▶ _Excerpt to read_:
·····
Trying to understand the logical mechanism of the narrative thread of the short film ‘Utopia‘ may be the biggest disaster you can do to this extraordinary project. Because the artistic stake proposed by director Aimiende Negbenebor Sela goes beyond the conventional parameters of most psychological films, being inspired by the apparent aesthetic disorder of the fictional universes created by David Lynch, by the emotional turmoil and the space paradoxes of a movie like ‘Shutter Island’ by Martin Scorsese or by the identity ambiguity similar to an involuntary de-corporealization like in Marina de Van’s ‘Ne te retourne pas’. Not by accident, the director seems to play with the viewer’s expectations starting with the title of this intense experiment, providing a complex bi-spatial and bi-temporal action that rather adopts the exigencies of fantastic literature where dream and reality acquire such a consistent coherence that it is impossible to discern the boundary between these two complementary worlds. The “utopia” proposed by Aimiende Negbenebor Sela doesn’t suggest a perfect, paradisiacal universe, referring, in fact, to the primary meaning of this term, to its etymology, designating that “no land”, meaning the impossibility of the characters to discern the concrete boundaries of the world they belong to. So, the question “is it real or not?” or “who dreams who?” remains unanswered even after the end of the movie.

 

Angel wakes up in her apartment in L.A., preparing for a trip home, where she will confess her love to Lillian, with whom she has a harmonious relationship for some time. But as Angel prepares for her departure, the reality around her is getting altered, and one of the dreams obsessing her sleep becomes more and more real. The image of a burning exotic landscape seems to overwhelm her perception until the protagonist wakes up in a hospital bed in Uganda where she had been in a coma for seven weeks.
·····
▶ _Region pointing data_:
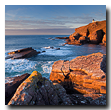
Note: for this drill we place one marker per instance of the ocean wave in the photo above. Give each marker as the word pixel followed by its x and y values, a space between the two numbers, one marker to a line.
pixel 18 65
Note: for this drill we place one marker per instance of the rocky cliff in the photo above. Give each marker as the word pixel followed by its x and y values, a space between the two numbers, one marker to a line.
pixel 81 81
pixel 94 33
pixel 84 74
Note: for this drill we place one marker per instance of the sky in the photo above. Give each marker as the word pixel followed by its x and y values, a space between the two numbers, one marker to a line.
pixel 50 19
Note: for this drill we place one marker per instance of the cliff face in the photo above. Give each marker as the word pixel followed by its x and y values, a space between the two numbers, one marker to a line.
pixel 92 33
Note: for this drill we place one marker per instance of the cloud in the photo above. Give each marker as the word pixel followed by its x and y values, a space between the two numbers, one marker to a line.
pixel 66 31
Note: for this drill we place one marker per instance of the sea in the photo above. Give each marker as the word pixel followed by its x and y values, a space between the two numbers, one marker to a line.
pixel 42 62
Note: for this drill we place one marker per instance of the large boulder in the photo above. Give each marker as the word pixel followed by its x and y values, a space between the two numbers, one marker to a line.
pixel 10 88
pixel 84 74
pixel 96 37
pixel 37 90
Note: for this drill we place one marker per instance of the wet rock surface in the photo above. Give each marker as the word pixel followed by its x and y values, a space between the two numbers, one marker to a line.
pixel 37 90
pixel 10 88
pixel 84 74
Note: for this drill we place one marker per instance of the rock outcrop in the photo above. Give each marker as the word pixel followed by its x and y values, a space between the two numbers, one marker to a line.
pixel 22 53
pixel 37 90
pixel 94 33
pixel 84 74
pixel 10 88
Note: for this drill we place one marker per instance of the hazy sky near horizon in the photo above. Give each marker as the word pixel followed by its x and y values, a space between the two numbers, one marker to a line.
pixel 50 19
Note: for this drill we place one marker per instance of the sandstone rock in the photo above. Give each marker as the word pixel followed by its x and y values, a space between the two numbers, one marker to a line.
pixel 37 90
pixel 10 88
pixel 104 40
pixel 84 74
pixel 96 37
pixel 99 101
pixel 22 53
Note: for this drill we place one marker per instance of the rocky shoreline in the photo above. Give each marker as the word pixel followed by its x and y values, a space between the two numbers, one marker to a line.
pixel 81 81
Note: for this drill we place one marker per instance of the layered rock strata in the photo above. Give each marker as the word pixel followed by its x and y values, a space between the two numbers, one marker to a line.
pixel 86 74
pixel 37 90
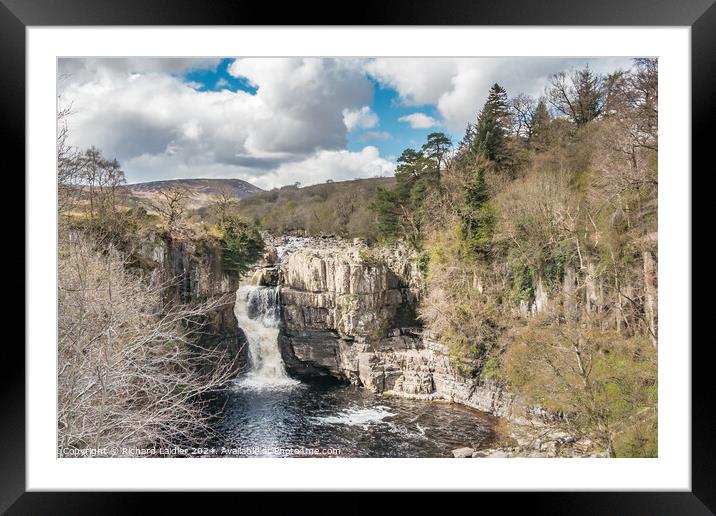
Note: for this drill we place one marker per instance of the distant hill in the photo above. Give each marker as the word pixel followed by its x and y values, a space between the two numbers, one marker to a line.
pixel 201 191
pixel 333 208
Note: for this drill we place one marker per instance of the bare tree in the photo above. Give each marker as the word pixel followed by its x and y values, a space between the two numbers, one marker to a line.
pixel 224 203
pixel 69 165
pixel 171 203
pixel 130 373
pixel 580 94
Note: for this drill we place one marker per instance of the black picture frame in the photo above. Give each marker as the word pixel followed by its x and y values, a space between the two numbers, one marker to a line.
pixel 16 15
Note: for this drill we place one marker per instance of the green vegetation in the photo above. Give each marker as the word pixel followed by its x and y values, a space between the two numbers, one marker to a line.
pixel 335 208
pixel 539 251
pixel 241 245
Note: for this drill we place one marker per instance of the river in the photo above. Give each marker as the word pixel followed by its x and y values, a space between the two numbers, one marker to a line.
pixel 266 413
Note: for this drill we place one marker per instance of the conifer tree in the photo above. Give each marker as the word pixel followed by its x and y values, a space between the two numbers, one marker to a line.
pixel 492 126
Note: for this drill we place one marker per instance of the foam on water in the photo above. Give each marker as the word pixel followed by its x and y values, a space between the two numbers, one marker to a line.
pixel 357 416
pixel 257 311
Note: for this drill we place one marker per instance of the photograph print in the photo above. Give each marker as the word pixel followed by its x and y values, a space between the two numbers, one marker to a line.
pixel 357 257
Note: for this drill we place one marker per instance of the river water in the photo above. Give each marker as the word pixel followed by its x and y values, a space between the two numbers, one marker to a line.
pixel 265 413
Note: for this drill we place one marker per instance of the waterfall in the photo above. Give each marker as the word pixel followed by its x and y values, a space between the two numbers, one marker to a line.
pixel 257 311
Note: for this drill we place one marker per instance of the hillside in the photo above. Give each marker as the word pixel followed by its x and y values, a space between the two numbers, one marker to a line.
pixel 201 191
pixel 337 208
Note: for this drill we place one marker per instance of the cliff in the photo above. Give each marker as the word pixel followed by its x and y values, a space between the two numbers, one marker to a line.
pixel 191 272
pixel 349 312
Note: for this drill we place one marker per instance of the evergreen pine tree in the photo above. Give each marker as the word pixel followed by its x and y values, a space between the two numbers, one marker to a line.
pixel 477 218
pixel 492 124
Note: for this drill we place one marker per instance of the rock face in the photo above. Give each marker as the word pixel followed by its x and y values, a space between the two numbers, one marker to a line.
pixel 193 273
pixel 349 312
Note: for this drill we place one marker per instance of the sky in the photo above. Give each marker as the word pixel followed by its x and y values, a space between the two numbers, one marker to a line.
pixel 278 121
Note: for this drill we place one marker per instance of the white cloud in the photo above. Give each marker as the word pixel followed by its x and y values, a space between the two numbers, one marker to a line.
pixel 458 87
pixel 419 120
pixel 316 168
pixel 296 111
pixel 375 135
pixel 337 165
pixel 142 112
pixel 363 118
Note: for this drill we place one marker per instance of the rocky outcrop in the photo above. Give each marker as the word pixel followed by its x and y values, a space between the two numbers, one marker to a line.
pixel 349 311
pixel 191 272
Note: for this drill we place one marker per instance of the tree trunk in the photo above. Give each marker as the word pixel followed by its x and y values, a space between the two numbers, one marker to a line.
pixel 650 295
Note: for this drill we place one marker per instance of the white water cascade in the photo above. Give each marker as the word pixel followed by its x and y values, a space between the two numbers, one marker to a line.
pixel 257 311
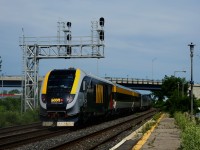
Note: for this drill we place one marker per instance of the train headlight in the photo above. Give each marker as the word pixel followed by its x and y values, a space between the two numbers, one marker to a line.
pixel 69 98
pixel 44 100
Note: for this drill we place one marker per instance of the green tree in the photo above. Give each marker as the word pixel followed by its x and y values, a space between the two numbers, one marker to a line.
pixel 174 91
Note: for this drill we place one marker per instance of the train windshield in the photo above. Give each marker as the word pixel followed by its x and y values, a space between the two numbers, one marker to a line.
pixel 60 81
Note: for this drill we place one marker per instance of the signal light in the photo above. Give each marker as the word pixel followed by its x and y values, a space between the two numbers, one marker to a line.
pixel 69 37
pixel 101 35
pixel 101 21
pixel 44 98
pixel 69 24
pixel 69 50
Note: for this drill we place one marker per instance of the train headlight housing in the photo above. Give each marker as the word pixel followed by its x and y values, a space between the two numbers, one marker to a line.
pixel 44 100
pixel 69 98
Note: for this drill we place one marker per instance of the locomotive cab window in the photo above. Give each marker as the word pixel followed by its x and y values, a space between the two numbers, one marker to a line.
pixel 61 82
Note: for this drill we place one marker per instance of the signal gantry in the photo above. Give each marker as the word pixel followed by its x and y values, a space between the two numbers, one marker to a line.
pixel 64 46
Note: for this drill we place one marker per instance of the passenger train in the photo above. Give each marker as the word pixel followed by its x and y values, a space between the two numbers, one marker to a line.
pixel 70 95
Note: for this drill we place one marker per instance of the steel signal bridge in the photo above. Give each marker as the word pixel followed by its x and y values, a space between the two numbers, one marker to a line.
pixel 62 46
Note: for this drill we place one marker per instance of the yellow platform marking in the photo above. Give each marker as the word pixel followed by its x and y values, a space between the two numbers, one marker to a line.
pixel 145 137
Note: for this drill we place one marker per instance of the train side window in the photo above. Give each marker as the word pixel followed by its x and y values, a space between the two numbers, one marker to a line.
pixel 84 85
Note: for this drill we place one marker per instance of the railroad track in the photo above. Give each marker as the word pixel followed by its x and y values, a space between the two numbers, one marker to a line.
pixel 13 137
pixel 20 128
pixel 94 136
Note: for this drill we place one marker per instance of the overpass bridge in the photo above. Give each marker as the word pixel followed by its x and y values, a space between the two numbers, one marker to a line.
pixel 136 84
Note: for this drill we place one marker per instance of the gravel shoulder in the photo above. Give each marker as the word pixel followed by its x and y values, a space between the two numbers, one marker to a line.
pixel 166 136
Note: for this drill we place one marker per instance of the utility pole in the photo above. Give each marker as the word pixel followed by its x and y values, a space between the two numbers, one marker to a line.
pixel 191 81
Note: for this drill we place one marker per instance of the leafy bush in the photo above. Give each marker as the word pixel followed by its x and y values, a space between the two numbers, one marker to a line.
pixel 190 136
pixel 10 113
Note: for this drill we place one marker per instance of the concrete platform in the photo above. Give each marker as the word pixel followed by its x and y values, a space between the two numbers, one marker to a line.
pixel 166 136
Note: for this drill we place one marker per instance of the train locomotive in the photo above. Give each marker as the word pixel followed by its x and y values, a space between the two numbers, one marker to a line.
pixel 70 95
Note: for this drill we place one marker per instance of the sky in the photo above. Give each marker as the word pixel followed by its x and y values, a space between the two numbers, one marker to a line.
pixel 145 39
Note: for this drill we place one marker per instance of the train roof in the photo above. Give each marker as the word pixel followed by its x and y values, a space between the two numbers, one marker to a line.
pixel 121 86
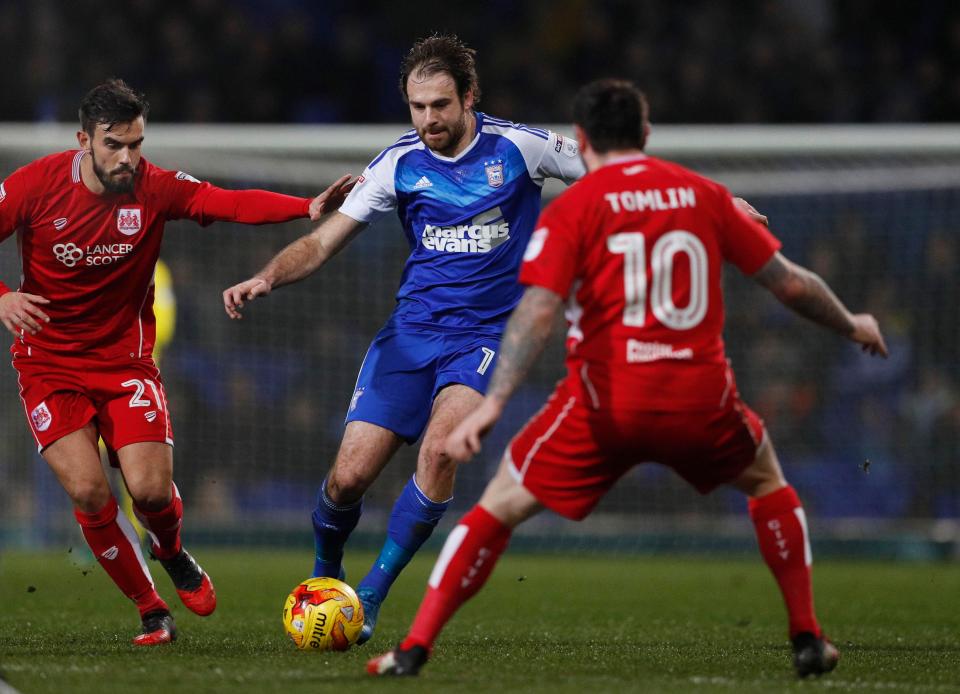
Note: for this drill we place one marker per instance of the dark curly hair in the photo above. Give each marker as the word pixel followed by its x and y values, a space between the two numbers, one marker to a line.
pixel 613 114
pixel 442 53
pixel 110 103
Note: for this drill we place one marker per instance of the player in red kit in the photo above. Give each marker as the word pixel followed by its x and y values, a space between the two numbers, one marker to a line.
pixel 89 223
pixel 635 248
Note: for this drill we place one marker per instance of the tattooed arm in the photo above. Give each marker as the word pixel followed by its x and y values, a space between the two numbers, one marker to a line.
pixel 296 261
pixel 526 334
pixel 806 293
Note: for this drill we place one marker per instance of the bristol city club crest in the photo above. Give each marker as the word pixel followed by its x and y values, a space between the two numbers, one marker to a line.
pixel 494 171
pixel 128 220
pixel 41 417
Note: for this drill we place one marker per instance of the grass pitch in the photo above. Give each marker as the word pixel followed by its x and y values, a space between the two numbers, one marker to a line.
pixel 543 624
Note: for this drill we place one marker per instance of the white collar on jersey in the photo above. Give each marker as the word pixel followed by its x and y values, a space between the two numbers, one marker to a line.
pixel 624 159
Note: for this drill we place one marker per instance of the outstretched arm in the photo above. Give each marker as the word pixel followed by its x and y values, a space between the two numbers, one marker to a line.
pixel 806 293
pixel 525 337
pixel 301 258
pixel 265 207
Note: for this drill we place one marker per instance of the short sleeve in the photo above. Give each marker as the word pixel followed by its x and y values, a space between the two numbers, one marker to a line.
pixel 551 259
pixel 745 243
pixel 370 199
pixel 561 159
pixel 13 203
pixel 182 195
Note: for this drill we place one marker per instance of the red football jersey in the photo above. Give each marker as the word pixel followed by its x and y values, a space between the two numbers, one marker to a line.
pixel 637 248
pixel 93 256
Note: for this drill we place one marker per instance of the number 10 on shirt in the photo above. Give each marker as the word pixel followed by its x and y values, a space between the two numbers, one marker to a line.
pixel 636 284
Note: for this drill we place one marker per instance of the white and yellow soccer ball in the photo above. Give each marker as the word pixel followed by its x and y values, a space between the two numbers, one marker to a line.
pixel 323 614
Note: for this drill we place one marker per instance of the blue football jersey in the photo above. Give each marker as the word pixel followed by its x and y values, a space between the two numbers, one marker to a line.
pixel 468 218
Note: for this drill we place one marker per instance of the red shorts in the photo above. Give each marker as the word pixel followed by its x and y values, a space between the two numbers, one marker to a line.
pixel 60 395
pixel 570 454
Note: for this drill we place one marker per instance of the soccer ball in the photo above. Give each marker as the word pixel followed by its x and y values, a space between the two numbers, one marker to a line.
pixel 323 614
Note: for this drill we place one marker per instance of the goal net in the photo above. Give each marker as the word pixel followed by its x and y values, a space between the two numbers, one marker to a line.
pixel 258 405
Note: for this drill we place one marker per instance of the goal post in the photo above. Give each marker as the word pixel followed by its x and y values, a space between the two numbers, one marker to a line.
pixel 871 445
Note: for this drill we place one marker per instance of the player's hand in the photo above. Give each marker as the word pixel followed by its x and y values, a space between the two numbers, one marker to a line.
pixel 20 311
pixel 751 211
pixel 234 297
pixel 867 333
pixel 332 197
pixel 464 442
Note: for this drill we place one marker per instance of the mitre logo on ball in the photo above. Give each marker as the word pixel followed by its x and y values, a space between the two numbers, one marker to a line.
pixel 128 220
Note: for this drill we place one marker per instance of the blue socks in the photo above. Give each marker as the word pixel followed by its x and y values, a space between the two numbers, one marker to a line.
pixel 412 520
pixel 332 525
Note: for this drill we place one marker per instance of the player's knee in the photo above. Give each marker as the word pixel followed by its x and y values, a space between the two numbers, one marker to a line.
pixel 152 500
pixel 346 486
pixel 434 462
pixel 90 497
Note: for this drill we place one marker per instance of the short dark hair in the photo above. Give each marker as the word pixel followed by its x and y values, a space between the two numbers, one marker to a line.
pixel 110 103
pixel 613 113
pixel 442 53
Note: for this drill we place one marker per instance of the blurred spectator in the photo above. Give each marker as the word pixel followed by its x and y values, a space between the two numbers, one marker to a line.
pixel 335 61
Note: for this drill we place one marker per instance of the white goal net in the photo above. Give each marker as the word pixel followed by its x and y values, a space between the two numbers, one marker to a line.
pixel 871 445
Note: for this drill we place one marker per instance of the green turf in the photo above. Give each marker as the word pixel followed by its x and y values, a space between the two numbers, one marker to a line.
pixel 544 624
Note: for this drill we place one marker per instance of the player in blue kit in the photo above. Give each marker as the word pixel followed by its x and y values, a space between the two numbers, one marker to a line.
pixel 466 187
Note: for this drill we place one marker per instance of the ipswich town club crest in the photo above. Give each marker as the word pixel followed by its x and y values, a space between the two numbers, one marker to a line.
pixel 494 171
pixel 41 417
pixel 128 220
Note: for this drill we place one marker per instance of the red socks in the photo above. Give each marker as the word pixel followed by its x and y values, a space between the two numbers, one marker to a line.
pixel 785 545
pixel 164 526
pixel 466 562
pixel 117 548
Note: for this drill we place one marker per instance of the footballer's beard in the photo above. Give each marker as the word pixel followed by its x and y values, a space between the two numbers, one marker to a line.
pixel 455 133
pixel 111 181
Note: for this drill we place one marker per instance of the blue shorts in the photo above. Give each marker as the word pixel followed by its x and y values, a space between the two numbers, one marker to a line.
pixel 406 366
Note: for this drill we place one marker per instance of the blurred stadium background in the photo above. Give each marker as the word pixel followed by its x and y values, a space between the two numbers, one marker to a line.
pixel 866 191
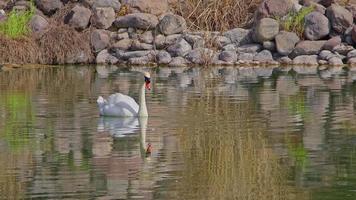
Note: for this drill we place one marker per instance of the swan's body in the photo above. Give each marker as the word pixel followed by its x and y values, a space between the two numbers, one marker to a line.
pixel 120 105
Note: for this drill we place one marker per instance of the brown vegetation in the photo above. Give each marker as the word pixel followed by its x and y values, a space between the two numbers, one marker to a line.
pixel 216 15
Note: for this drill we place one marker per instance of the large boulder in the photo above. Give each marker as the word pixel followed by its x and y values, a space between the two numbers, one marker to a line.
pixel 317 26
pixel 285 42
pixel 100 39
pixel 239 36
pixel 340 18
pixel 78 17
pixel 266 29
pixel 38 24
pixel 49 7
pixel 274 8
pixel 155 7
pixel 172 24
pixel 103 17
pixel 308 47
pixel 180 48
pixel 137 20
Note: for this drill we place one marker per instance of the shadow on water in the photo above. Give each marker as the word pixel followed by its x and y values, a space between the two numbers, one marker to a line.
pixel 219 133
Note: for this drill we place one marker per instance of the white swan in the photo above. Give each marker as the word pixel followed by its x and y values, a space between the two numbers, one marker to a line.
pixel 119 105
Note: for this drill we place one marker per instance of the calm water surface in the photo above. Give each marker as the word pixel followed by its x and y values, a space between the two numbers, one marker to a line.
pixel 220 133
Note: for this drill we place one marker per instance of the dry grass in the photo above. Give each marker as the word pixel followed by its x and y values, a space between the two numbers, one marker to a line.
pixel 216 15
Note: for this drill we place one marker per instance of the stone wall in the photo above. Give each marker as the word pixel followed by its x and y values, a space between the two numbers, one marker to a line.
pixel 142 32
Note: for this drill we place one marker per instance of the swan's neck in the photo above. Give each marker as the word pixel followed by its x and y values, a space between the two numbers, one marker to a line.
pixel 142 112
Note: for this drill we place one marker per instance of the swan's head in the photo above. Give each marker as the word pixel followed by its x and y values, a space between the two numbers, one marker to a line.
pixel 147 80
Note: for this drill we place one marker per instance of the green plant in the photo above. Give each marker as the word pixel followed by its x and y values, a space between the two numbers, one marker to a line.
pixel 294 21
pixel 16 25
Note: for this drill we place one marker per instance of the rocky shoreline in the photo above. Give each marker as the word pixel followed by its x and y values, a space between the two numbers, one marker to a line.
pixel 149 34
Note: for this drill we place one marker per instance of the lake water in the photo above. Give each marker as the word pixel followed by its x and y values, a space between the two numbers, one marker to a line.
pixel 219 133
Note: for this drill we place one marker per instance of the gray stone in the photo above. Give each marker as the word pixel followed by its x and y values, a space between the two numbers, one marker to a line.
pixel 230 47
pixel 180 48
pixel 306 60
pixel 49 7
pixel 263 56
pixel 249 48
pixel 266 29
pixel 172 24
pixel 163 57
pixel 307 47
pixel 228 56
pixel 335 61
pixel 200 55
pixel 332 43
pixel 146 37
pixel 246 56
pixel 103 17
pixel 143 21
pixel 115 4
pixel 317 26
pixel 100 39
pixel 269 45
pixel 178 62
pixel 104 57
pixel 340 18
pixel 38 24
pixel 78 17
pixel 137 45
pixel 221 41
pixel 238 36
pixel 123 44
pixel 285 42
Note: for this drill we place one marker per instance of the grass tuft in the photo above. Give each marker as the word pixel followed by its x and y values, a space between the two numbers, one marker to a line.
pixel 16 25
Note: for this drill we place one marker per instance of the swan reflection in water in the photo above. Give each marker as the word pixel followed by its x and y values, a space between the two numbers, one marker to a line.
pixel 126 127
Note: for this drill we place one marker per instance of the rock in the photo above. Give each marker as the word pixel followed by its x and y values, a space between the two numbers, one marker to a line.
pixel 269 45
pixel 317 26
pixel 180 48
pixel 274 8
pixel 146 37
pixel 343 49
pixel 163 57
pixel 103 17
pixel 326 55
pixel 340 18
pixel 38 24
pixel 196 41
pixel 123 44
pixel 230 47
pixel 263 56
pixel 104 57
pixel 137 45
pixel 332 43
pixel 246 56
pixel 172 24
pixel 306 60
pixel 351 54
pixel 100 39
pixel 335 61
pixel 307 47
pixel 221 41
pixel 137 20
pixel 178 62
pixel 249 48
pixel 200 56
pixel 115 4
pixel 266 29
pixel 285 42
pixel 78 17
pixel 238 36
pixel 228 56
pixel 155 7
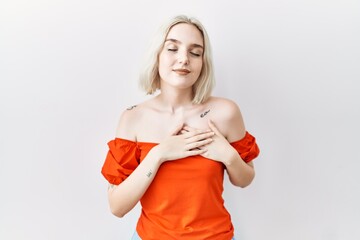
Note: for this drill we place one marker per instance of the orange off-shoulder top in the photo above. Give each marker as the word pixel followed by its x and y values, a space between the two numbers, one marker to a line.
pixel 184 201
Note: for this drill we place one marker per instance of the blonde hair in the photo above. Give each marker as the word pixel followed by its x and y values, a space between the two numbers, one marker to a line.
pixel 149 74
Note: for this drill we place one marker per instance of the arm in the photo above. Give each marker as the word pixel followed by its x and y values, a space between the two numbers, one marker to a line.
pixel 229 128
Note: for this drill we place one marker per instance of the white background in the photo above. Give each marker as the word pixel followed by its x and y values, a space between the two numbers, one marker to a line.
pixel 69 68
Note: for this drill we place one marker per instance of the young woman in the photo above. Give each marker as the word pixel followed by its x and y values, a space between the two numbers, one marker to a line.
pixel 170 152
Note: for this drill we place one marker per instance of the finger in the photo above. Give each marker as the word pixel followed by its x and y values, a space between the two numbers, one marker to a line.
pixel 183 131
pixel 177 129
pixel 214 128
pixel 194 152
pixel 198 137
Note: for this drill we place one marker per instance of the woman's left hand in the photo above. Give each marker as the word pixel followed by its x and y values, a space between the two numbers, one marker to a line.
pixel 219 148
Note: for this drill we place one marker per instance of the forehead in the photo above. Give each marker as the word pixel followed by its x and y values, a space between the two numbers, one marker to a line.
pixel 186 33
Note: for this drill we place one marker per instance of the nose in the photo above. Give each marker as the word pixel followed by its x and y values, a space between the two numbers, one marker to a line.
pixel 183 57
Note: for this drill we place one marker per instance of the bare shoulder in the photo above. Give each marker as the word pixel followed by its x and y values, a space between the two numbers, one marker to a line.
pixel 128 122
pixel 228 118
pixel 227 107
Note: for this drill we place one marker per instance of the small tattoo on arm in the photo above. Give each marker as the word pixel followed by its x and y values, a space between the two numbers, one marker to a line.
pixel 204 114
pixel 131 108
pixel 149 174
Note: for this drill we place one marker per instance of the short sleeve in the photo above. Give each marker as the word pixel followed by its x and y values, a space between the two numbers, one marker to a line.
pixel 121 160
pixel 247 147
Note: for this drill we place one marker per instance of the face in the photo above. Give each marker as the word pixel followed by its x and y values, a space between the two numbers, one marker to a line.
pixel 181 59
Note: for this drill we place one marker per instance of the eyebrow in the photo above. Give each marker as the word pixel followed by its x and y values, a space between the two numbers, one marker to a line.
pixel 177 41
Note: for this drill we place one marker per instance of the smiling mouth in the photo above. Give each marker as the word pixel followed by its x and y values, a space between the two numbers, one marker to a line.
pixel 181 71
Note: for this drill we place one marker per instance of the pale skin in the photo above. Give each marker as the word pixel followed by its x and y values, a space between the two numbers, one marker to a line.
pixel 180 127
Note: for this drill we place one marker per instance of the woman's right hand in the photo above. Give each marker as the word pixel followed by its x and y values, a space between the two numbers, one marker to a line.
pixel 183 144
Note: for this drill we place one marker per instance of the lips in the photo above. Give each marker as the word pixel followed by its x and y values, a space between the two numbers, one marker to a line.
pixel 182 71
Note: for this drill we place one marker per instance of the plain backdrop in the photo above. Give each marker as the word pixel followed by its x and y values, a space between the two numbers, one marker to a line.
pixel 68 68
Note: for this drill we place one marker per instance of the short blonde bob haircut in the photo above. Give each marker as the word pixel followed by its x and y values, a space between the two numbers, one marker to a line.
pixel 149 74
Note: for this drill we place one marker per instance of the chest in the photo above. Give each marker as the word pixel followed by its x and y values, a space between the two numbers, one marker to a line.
·····
▶ _Your instructions_:
Write out word for word the portion of the review of "Utopia" that opens at the words "Angel wakes up" and ends after the words "for seven weeks.". Rely solely on the review of "Utopia" and on no outside source.

▶ _Expected output_:
Angel wakes up in her apartment in L.A., preparing for a trip home, where she will confess her love to Lillian, with whom she has a harmonious relationship for some time. But as Angel prepares for her departure, the reality around her is getting altered, and one of the dreams obsessing her sleep becomes more and more real. The image of a burning exotic landscape seems to overwhelm her perception until the protagonist wakes up in a hospital bed in Uganda where she had been in a coma for seven weeks.